■ DATA EXCERPTS:

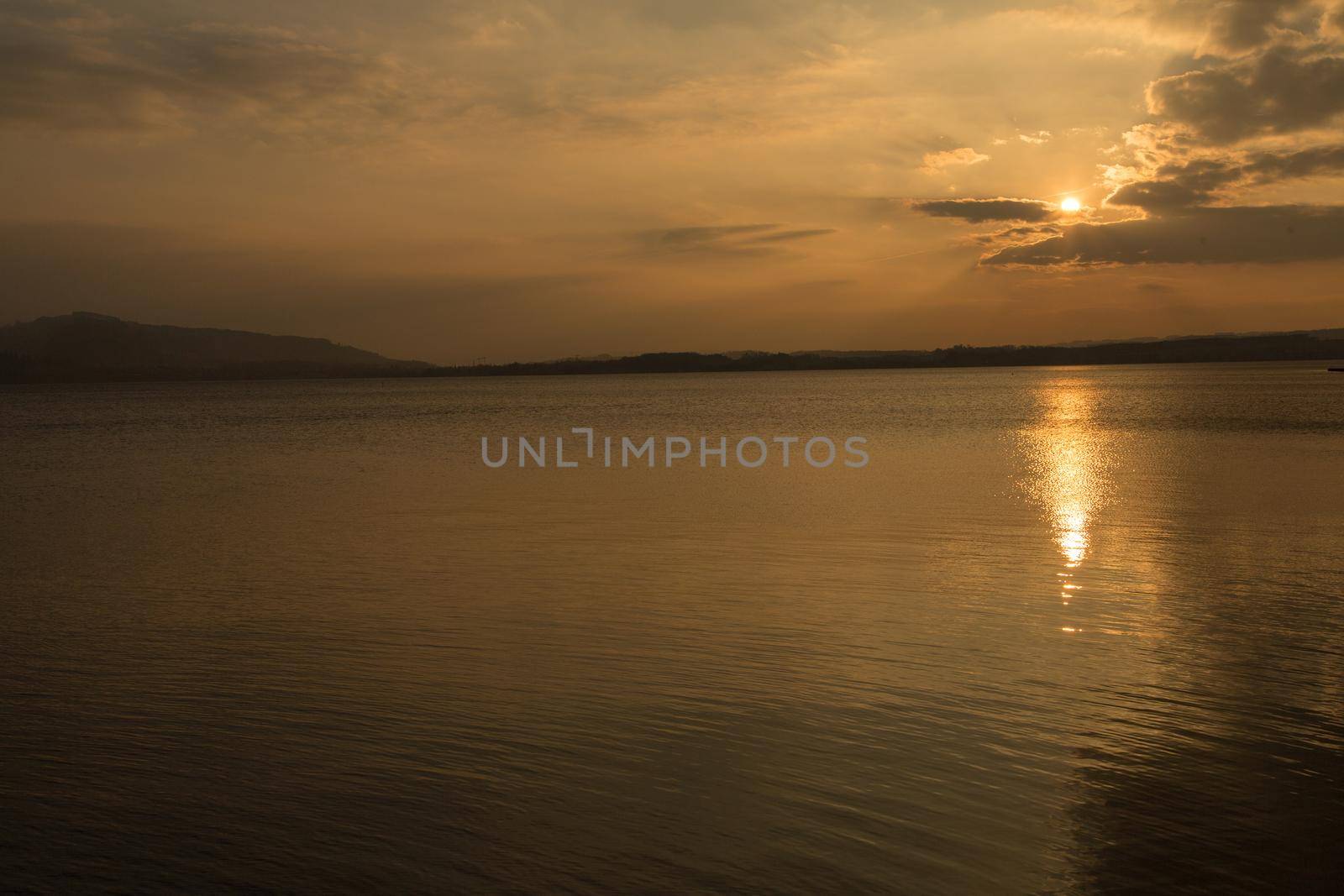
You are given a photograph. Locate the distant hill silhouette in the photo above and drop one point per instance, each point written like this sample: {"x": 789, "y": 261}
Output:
{"x": 1320, "y": 345}
{"x": 85, "y": 347}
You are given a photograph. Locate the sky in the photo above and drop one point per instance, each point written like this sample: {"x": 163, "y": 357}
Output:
{"x": 517, "y": 181}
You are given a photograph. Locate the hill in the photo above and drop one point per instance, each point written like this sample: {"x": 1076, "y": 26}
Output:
{"x": 85, "y": 347}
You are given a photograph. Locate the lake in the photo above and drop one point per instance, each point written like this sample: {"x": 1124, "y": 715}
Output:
{"x": 1070, "y": 631}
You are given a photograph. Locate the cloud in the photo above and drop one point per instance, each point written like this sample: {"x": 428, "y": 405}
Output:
{"x": 1202, "y": 181}
{"x": 1018, "y": 234}
{"x": 1200, "y": 235}
{"x": 719, "y": 242}
{"x": 1231, "y": 26}
{"x": 69, "y": 67}
{"x": 1285, "y": 89}
{"x": 938, "y": 161}
{"x": 788, "y": 235}
{"x": 983, "y": 210}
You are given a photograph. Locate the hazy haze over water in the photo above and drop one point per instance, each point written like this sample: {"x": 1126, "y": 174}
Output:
{"x": 1070, "y": 631}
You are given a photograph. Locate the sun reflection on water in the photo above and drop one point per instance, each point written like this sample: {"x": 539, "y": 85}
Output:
{"x": 1068, "y": 472}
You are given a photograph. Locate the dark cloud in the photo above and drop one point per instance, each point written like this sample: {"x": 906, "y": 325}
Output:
{"x": 1245, "y": 24}
{"x": 76, "y": 69}
{"x": 1198, "y": 181}
{"x": 1018, "y": 234}
{"x": 985, "y": 210}
{"x": 1198, "y": 235}
{"x": 1285, "y": 89}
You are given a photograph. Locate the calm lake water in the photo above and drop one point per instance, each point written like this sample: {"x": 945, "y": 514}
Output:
{"x": 1072, "y": 631}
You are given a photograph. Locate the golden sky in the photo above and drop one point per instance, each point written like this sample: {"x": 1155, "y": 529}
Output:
{"x": 538, "y": 179}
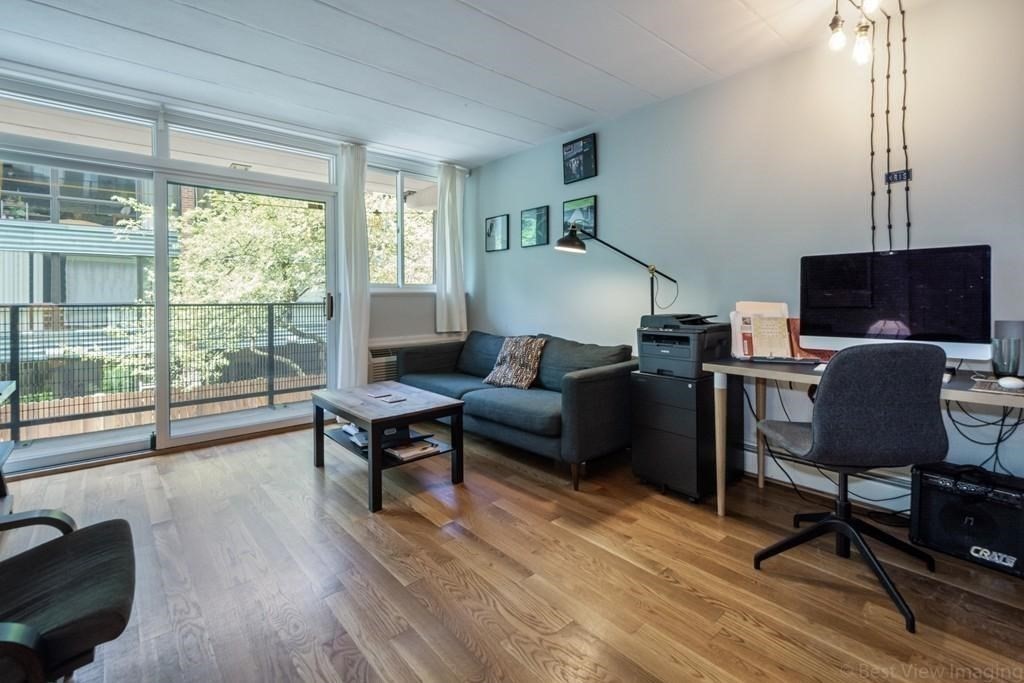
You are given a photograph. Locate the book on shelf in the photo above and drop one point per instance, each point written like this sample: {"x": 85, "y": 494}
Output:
{"x": 414, "y": 450}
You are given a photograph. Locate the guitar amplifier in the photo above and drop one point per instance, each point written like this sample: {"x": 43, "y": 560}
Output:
{"x": 971, "y": 513}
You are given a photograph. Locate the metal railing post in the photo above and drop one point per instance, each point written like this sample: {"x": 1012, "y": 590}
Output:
{"x": 15, "y": 366}
{"x": 270, "y": 355}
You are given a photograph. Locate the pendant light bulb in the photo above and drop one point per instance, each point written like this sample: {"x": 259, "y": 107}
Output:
{"x": 862, "y": 44}
{"x": 838, "y": 40}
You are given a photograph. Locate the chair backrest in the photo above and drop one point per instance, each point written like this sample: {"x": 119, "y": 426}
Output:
{"x": 878, "y": 406}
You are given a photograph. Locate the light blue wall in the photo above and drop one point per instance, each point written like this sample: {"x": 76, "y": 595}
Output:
{"x": 726, "y": 187}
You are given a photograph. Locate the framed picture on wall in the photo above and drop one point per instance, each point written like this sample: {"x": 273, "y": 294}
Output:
{"x": 583, "y": 212}
{"x": 534, "y": 226}
{"x": 580, "y": 159}
{"x": 496, "y": 232}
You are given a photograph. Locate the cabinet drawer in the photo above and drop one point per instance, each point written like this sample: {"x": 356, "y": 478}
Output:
{"x": 669, "y": 390}
{"x": 666, "y": 418}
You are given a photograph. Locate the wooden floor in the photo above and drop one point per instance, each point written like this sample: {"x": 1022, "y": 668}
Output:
{"x": 254, "y": 566}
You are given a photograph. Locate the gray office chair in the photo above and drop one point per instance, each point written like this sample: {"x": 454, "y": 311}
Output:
{"x": 878, "y": 406}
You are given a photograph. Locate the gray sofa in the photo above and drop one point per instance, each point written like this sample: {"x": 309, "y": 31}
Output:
{"x": 577, "y": 410}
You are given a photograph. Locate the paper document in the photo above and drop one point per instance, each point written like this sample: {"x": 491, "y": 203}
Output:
{"x": 770, "y": 337}
{"x": 742, "y": 326}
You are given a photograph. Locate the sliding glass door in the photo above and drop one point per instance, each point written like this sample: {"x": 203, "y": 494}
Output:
{"x": 244, "y": 340}
{"x": 76, "y": 309}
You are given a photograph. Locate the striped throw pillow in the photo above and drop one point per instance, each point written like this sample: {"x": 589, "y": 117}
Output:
{"x": 517, "y": 363}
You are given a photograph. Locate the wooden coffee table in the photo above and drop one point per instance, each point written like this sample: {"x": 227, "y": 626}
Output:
{"x": 376, "y": 416}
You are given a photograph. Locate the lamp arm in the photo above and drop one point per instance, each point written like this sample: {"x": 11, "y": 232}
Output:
{"x": 613, "y": 248}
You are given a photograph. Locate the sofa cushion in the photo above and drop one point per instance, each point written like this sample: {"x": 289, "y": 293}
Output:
{"x": 517, "y": 363}
{"x": 479, "y": 353}
{"x": 562, "y": 355}
{"x": 535, "y": 411}
{"x": 449, "y": 384}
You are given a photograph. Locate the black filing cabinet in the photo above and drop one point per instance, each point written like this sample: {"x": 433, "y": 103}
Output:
{"x": 674, "y": 432}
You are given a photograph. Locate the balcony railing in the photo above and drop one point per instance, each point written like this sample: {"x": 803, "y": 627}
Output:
{"x": 77, "y": 363}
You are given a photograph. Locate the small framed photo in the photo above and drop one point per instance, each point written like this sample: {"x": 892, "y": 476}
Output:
{"x": 580, "y": 159}
{"x": 534, "y": 226}
{"x": 583, "y": 212}
{"x": 496, "y": 232}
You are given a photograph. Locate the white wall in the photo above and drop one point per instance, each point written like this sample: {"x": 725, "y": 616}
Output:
{"x": 726, "y": 187}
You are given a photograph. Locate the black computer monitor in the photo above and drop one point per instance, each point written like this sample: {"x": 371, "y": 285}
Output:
{"x": 941, "y": 296}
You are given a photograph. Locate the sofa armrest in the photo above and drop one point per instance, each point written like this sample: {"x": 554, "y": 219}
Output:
{"x": 596, "y": 413}
{"x": 429, "y": 358}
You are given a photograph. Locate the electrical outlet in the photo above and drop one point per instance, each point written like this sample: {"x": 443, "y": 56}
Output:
{"x": 899, "y": 176}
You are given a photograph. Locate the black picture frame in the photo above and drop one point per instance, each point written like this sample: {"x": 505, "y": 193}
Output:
{"x": 580, "y": 159}
{"x": 583, "y": 212}
{"x": 535, "y": 227}
{"x": 496, "y": 232}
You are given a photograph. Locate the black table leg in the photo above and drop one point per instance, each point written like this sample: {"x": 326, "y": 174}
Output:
{"x": 375, "y": 460}
{"x": 457, "y": 453}
{"x": 317, "y": 436}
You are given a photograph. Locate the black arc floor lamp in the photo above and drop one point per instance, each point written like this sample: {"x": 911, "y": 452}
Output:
{"x": 572, "y": 244}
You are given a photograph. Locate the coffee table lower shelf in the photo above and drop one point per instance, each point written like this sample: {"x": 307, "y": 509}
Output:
{"x": 340, "y": 436}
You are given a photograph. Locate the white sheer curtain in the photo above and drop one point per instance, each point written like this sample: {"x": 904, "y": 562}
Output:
{"x": 352, "y": 309}
{"x": 451, "y": 286}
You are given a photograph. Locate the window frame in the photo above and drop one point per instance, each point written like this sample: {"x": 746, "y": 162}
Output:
{"x": 54, "y": 168}
{"x": 400, "y": 285}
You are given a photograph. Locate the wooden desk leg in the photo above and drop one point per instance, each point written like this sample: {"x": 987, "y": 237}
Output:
{"x": 760, "y": 385}
{"x": 375, "y": 460}
{"x": 721, "y": 400}
{"x": 457, "y": 454}
{"x": 317, "y": 436}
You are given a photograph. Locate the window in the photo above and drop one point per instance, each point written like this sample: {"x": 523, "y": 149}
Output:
{"x": 240, "y": 154}
{"x": 38, "y": 118}
{"x": 35, "y": 193}
{"x": 400, "y": 235}
{"x": 25, "y": 191}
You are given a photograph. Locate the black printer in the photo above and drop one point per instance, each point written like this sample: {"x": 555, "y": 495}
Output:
{"x": 677, "y": 344}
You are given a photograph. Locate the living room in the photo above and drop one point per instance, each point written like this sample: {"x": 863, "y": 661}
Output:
{"x": 298, "y": 381}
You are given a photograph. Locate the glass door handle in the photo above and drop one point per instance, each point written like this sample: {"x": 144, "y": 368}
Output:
{"x": 329, "y": 306}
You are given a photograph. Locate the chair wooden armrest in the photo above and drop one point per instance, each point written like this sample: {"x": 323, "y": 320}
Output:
{"x": 58, "y": 520}
{"x": 24, "y": 645}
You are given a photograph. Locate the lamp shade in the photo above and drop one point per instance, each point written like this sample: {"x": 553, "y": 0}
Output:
{"x": 571, "y": 242}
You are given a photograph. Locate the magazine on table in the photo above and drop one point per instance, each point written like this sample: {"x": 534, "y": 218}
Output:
{"x": 414, "y": 450}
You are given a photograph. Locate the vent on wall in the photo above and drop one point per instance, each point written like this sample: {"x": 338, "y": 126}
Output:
{"x": 383, "y": 365}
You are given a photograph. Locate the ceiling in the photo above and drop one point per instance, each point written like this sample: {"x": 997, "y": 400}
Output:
{"x": 465, "y": 81}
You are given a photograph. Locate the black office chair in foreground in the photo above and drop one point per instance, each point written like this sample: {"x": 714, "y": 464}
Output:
{"x": 62, "y": 598}
{"x": 878, "y": 406}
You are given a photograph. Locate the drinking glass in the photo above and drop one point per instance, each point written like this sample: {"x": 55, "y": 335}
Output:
{"x": 1006, "y": 356}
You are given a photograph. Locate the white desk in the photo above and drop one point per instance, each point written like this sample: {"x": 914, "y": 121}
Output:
{"x": 957, "y": 389}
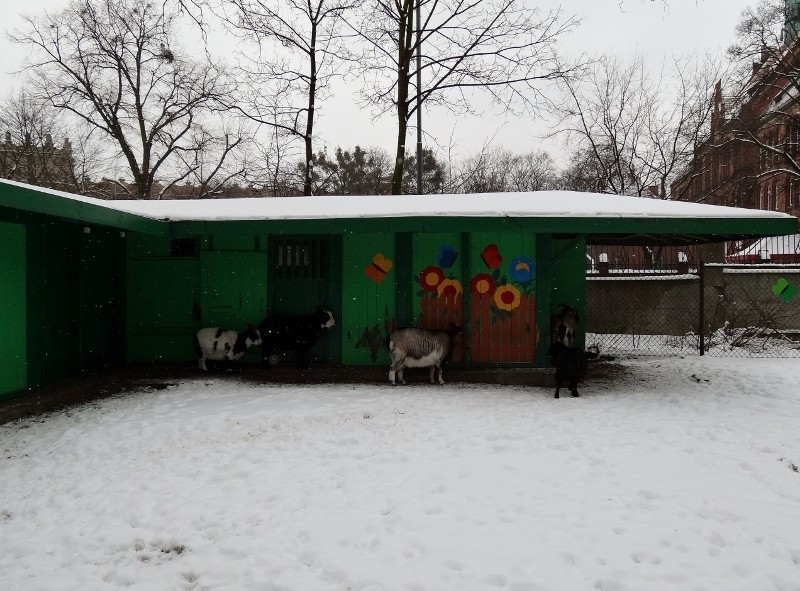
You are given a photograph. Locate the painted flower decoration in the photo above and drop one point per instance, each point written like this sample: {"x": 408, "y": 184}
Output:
{"x": 450, "y": 288}
{"x": 521, "y": 269}
{"x": 447, "y": 256}
{"x": 430, "y": 278}
{"x": 482, "y": 284}
{"x": 491, "y": 256}
{"x": 507, "y": 297}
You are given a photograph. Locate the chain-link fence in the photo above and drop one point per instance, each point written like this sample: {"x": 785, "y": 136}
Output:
{"x": 722, "y": 310}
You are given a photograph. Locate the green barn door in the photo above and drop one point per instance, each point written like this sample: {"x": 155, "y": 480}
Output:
{"x": 301, "y": 273}
{"x": 233, "y": 290}
{"x": 13, "y": 311}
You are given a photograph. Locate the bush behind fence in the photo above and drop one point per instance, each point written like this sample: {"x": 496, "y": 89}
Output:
{"x": 712, "y": 309}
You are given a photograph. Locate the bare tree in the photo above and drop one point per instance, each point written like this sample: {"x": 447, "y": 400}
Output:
{"x": 640, "y": 131}
{"x": 299, "y": 50}
{"x": 752, "y": 155}
{"x": 112, "y": 64}
{"x": 498, "y": 48}
{"x": 496, "y": 170}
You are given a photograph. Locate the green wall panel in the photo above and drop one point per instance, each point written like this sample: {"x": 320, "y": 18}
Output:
{"x": 568, "y": 280}
{"x": 368, "y": 297}
{"x": 233, "y": 290}
{"x": 13, "y": 334}
{"x": 436, "y": 255}
{"x": 101, "y": 269}
{"x": 163, "y": 304}
{"x": 53, "y": 302}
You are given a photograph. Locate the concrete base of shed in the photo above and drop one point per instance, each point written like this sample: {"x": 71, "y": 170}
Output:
{"x": 160, "y": 376}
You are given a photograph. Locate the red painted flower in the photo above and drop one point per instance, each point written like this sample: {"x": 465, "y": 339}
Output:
{"x": 482, "y": 284}
{"x": 430, "y": 278}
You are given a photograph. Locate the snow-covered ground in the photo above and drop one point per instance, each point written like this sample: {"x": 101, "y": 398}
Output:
{"x": 677, "y": 474}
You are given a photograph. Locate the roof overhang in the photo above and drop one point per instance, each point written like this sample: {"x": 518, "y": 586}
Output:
{"x": 599, "y": 218}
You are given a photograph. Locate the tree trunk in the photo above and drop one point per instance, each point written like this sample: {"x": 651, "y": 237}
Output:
{"x": 405, "y": 46}
{"x": 312, "y": 93}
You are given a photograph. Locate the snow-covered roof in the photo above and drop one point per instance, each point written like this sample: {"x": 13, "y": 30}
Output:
{"x": 601, "y": 218}
{"x": 773, "y": 245}
{"x": 518, "y": 205}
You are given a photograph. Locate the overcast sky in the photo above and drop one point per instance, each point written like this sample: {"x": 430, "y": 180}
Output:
{"x": 658, "y": 29}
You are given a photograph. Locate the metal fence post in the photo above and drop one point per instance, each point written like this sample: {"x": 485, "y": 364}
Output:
{"x": 702, "y": 330}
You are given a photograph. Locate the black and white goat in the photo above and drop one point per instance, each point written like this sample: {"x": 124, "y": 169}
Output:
{"x": 564, "y": 326}
{"x": 218, "y": 344}
{"x": 571, "y": 365}
{"x": 280, "y": 334}
{"x": 420, "y": 347}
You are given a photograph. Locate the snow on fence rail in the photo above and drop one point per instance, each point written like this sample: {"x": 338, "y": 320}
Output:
{"x": 718, "y": 310}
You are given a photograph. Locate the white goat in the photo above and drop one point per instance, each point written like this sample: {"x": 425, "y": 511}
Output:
{"x": 218, "y": 344}
{"x": 419, "y": 347}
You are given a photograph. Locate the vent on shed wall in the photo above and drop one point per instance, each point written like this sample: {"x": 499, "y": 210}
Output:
{"x": 300, "y": 258}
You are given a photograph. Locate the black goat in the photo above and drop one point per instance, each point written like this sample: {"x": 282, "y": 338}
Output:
{"x": 293, "y": 333}
{"x": 571, "y": 365}
{"x": 564, "y": 325}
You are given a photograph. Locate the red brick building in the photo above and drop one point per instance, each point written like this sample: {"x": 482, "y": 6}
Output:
{"x": 752, "y": 155}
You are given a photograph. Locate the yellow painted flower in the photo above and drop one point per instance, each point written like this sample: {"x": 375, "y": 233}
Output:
{"x": 507, "y": 297}
{"x": 430, "y": 278}
{"x": 450, "y": 288}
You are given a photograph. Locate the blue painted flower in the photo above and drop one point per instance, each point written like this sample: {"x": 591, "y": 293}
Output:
{"x": 521, "y": 269}
{"x": 447, "y": 256}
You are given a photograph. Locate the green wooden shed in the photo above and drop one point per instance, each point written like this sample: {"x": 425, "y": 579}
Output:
{"x": 88, "y": 284}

■ THE TASK:
All lines from the one that contains "You are given a photograph. Locate the snow on" through the end of the material are to be quoted exactly, with both ends included.

■ FINAL RESULT:
You are given a photograph. Locate the snow on fence rail in the photo above and drop one point per instance, each point written like this sample: {"x": 338, "y": 320}
Output:
{"x": 718, "y": 310}
You are given a photograph. Locate the white goat in the photo above and drop one point per instance, each point written like this sample: {"x": 425, "y": 511}
Output:
{"x": 218, "y": 344}
{"x": 419, "y": 347}
You are given a photograph. Locate the vent on shed wall in the photo above and drop one point per instance, each point written like this sample: {"x": 499, "y": 210}
Output:
{"x": 300, "y": 258}
You are given a photograph. Locate the black goat in the photo above and drop one point per instance, each point written like this sample: {"x": 282, "y": 338}
Output:
{"x": 293, "y": 333}
{"x": 571, "y": 365}
{"x": 564, "y": 325}
You are given a photograph. Locate the red brick building in the photo above and drop one point per instance, each point written like this sample: {"x": 482, "y": 6}
Output:
{"x": 752, "y": 155}
You are given a photograph. Locate the yellow painted flower in the photo above and drop one point per instance, each point written like this sample: {"x": 375, "y": 233}
Output:
{"x": 507, "y": 297}
{"x": 430, "y": 278}
{"x": 450, "y": 288}
You are given a photograph. Locate the blue painted flower in the photo above and drop one point per instance, each point written like this sample: {"x": 591, "y": 293}
Output:
{"x": 521, "y": 269}
{"x": 447, "y": 256}
You are given a photograph. Locate the green wooden shed in the photo above and drop one point per instance, each point written like this sample: {"x": 425, "y": 579}
Output:
{"x": 88, "y": 284}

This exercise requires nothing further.